SOURCE INFORMATION –

⁂

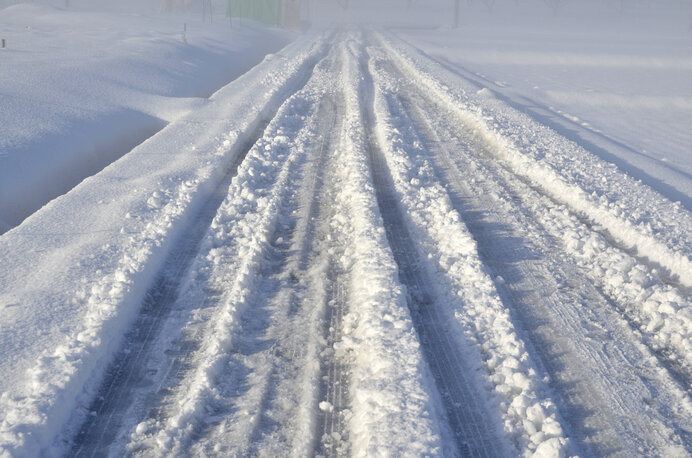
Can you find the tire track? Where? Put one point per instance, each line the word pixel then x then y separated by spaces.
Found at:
pixel 472 435
pixel 116 398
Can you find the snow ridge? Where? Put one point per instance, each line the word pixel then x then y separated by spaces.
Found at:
pixel 530 417
pixel 661 233
pixel 70 369
pixel 387 363
pixel 644 223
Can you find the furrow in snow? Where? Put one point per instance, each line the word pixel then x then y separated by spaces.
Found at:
pixel 377 339
pixel 661 312
pixel 101 301
pixel 519 394
pixel 594 353
pixel 233 261
pixel 646 224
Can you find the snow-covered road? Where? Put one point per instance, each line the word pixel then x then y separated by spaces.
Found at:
pixel 355 251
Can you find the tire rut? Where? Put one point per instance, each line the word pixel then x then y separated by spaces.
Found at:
pixel 116 395
pixel 540 289
pixel 472 436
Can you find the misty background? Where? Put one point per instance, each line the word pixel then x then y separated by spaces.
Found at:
pixel 660 16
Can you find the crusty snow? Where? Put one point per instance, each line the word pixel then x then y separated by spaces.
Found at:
pixel 376 236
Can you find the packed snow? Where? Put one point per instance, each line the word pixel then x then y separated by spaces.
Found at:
pixel 383 234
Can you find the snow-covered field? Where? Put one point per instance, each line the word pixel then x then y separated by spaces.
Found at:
pixel 399 239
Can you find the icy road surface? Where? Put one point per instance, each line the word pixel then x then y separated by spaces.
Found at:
pixel 353 251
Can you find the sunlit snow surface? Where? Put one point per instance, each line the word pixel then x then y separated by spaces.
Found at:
pixel 380 236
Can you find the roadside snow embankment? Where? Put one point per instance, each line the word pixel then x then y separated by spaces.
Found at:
pixel 595 204
pixel 483 323
pixel 636 217
pixel 74 272
pixel 387 362
pixel 80 89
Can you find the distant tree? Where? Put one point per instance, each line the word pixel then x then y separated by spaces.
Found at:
pixel 555 5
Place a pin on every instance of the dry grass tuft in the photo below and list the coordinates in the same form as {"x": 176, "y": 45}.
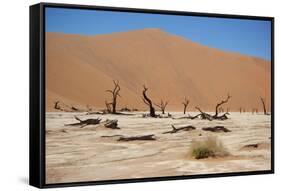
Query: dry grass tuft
{"x": 209, "y": 147}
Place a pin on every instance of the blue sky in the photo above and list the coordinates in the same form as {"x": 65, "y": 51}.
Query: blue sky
{"x": 250, "y": 37}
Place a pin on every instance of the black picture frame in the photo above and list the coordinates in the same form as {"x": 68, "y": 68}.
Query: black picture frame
{"x": 37, "y": 94}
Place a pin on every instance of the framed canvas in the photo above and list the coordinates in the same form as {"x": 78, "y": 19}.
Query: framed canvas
{"x": 130, "y": 95}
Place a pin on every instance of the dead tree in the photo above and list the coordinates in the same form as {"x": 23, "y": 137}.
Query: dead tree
{"x": 175, "y": 130}
{"x": 216, "y": 129}
{"x": 112, "y": 124}
{"x": 148, "y": 102}
{"x": 108, "y": 107}
{"x": 115, "y": 94}
{"x": 57, "y": 106}
{"x": 209, "y": 117}
{"x": 220, "y": 104}
{"x": 162, "y": 105}
{"x": 83, "y": 123}
{"x": 185, "y": 104}
{"x": 138, "y": 138}
{"x": 263, "y": 105}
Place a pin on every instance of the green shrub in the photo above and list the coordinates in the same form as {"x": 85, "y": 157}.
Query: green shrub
{"x": 209, "y": 147}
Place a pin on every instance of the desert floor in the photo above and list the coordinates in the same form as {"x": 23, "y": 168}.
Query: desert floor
{"x": 76, "y": 154}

⁂

TASK REQUIREMENTS – Without including any pictures, repeat the records above exactly.

COMPLETED EXERCISE –
Can you find the tire track? Where? Put one point per instance, each line the word pixel then x then y separated by spaces.
Found at:
pixel 472 435
pixel 116 398
Can you find the snow ridge? Where? Put one point per instance, each line the word pixel then x then y separated by spaces.
Found at:
pixel 530 417
pixel 661 233
pixel 70 369
pixel 387 363
pixel 644 223
Can you find the furrow in snow? Where? Put one point per instance, each line the word pixel then x then y separated by spaces.
Found at:
pixel 377 339
pixel 661 312
pixel 101 301
pixel 519 394
pixel 594 353
pixel 233 261
pixel 646 224
Can you find the snow-covered road? Where? Put one point per instance, each line the word pixel then x then y separated by spaces.
Found at:
pixel 355 251
Can you find the tire rut? Where? Put one point per instance, each line the word pixel then x then y separated by spaces.
Found at:
pixel 116 395
pixel 540 289
pixel 472 436
Can you find the misty background? Where? Put one point per instance, each line the word pixel then x then y separated by spaces.
Found at:
pixel 660 16
Can you find the crusty snow? Where? Put one point per instance, each line the word pixel then x then y separated by spaces.
Found at:
pixel 376 236
Can you find the packed snow? Where? Put one point per instance, each line the word pixel then x then y separated by spaces.
Found at:
pixel 383 234
Can you find the snow-covered field? Where? Put one point per instance, each line the word pixel then x then y separated by spaces.
Found at:
pixel 399 239
Can you find the icy road surface? Where? Put one point per instance, each line the word pixel then x then y separated by spaces.
Found at:
pixel 353 251
Can you find the sunlit snow surface? Where? Put one point per instance, each line the word pixel then x then y separated by spaces.
Found at:
pixel 380 236
Can you find the roadside snow embankment? Where? Put one point per instance, each line the word pixel then x then y separated by spaces.
Found at:
pixel 595 204
pixel 483 323
pixel 636 217
pixel 74 272
pixel 387 362
pixel 80 89
Can you find the distant tree? Where? Put one point per instance, each line the word pixel then x then y separated by spaces.
Found at:
pixel 555 5
Place a pin on every instance of the dry grass tuft in the photo below and list the coordinates in the same form as {"x": 176, "y": 45}.
Query: dry grass tuft
{"x": 209, "y": 147}
Place a pin on every instance of the blue sky in the photo above and list the coordinates in the same form as {"x": 65, "y": 51}.
Query: blue sky
{"x": 250, "y": 37}
Place a pin on every instance of the black picture frame in the photo above and list the coordinates in the same form as {"x": 68, "y": 68}.
Query: black picture frame
{"x": 37, "y": 94}
Place a pin on every instance of the framed canvas in the photo above and list the coordinates in the same form as {"x": 78, "y": 19}.
Query: framed canvas
{"x": 130, "y": 95}
Place a pin on every instance of the dead tree in the photo above and list the coordinates in the same form as {"x": 23, "y": 137}.
Query: dead tree
{"x": 175, "y": 130}
{"x": 216, "y": 129}
{"x": 112, "y": 124}
{"x": 148, "y": 102}
{"x": 108, "y": 107}
{"x": 115, "y": 94}
{"x": 57, "y": 106}
{"x": 209, "y": 117}
{"x": 220, "y": 104}
{"x": 162, "y": 105}
{"x": 83, "y": 123}
{"x": 185, "y": 104}
{"x": 138, "y": 138}
{"x": 263, "y": 105}
Place a pin on every instance of the green shrub in the photo above and list the coordinates in the same form as {"x": 85, "y": 157}.
Query: green shrub
{"x": 209, "y": 147}
Place a pin on every instance of the desert floor in the photo above and list the coordinates in the same form as {"x": 23, "y": 168}.
Query: desert floor
{"x": 76, "y": 154}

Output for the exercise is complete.